* _TASK BRIEF_:
Reproduce the portion of the dpif-netdev patch message that opens with the words containing "[ovs-dev] [PATCH v3" and ends with "regards, Ilya Maximets.", updating "comments" to "remarks".

* _DOCUMENT EXCERPT_:
start

[ovs-dev] [PATCH v3 1/2] dpif-netdev: Add percentage of pmd/core used by each rxq.

Kevin Traynor ktraynor at redhat.com
Tue Jan 16 15:08:00 UTC 2018


On 01/16/2018 12:27 PM, Ilya Maximets wrote:
> Not a full review. Few comments inline.
> 
> Best regards, Ilya Maximets.
> 
> On 15.01.2018 20:58, Kevin Traynor wrote:
>> It is based on the length of history that is stored about an
>> rxq (currently 1 min).

end

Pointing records
start

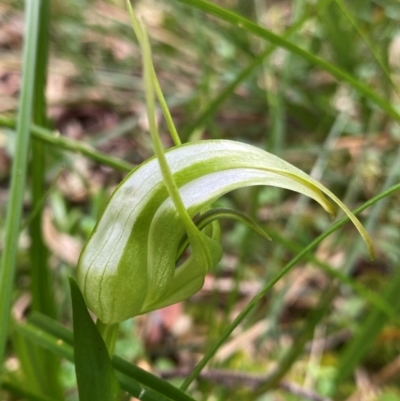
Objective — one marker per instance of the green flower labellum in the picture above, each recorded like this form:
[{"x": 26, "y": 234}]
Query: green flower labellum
[{"x": 128, "y": 267}]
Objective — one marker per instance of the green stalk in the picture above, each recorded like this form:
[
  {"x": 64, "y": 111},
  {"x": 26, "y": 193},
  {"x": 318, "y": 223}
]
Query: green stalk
[
  {"x": 18, "y": 175},
  {"x": 142, "y": 37},
  {"x": 44, "y": 365}
]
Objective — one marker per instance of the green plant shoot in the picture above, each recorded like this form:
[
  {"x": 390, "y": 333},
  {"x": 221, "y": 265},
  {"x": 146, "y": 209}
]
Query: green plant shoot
[{"x": 128, "y": 267}]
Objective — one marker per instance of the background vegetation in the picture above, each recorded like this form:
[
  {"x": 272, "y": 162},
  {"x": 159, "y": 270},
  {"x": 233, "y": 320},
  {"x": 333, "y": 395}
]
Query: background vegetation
[{"x": 318, "y": 86}]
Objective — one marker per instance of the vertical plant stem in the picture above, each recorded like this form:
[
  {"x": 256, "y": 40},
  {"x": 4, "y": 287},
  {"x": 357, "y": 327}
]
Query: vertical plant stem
[
  {"x": 18, "y": 175},
  {"x": 45, "y": 364},
  {"x": 42, "y": 297}
]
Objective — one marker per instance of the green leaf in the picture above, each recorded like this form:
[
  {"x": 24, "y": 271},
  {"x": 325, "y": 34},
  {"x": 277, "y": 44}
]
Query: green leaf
[
  {"x": 94, "y": 371},
  {"x": 18, "y": 177}
]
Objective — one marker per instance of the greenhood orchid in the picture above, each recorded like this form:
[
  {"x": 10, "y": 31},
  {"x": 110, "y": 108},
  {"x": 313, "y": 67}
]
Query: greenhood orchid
[{"x": 128, "y": 267}]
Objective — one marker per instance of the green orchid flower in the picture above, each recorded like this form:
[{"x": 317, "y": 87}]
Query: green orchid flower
[{"x": 129, "y": 265}]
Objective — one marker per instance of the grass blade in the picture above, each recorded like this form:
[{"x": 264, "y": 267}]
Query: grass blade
[
  {"x": 94, "y": 371},
  {"x": 130, "y": 370},
  {"x": 18, "y": 175},
  {"x": 341, "y": 75},
  {"x": 46, "y": 364}
]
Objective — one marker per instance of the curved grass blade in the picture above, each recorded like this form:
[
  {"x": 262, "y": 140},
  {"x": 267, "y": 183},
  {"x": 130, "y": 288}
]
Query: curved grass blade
[
  {"x": 94, "y": 371},
  {"x": 244, "y": 23},
  {"x": 62, "y": 336}
]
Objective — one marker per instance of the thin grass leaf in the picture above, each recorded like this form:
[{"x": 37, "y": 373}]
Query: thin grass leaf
[
  {"x": 94, "y": 372},
  {"x": 18, "y": 175},
  {"x": 41, "y": 326},
  {"x": 254, "y": 301},
  {"x": 341, "y": 75},
  {"x": 46, "y": 364}
]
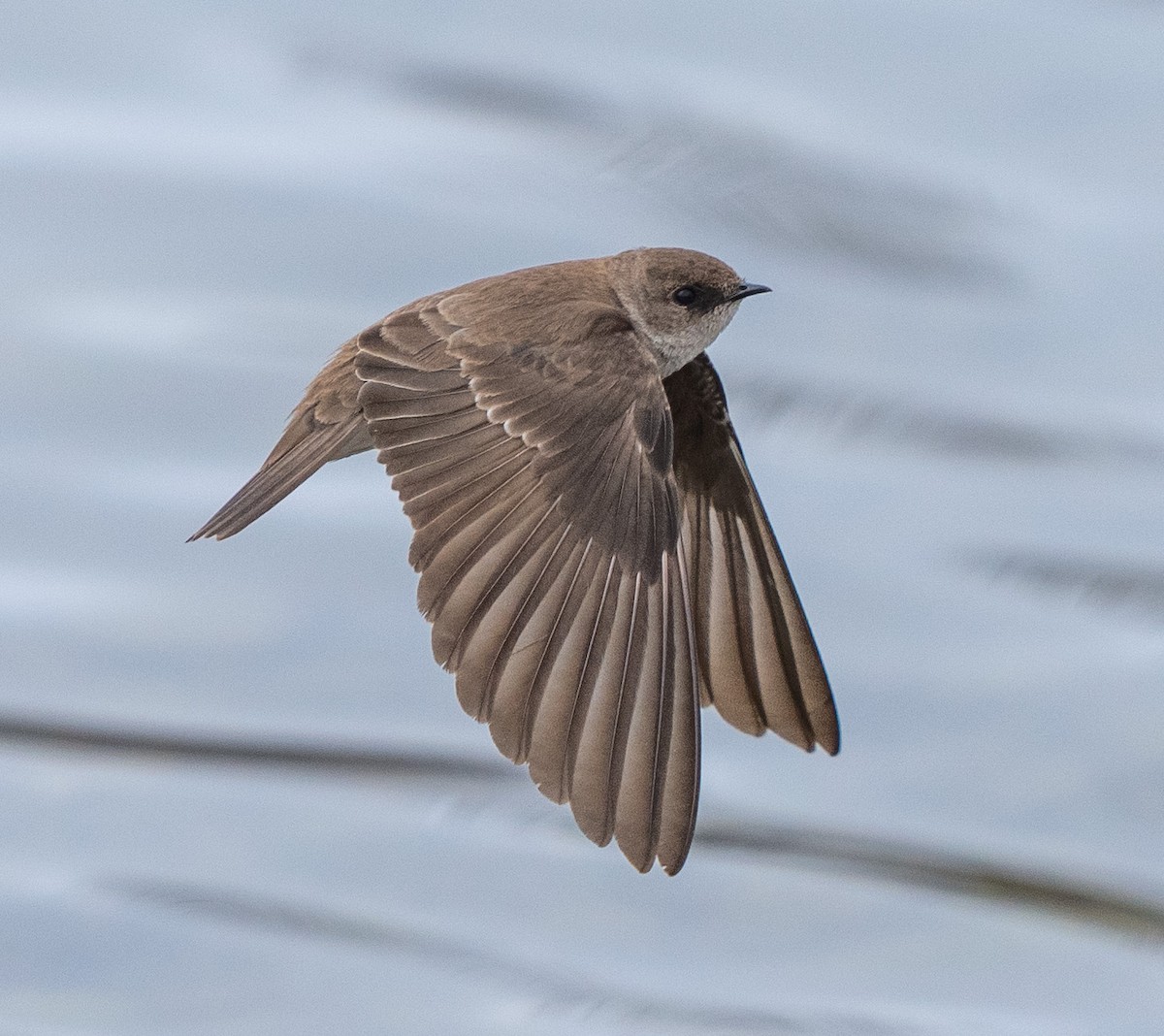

end

* _FINAL RESULT_:
[ovs-dev] [PATCH v3 1/2] dpif-netdev: Add percentage of pmd/core used by each rxq.

Kevin Traynor ktraynor at redhat.com
Tue Jan 16 15:08:00 UTC 2018


On 01/16/2018 12:27 PM, Ilya Maximets wrote:
> Not a full review. Few remarks inline.
> 
> Best regards, Ilya Maximets.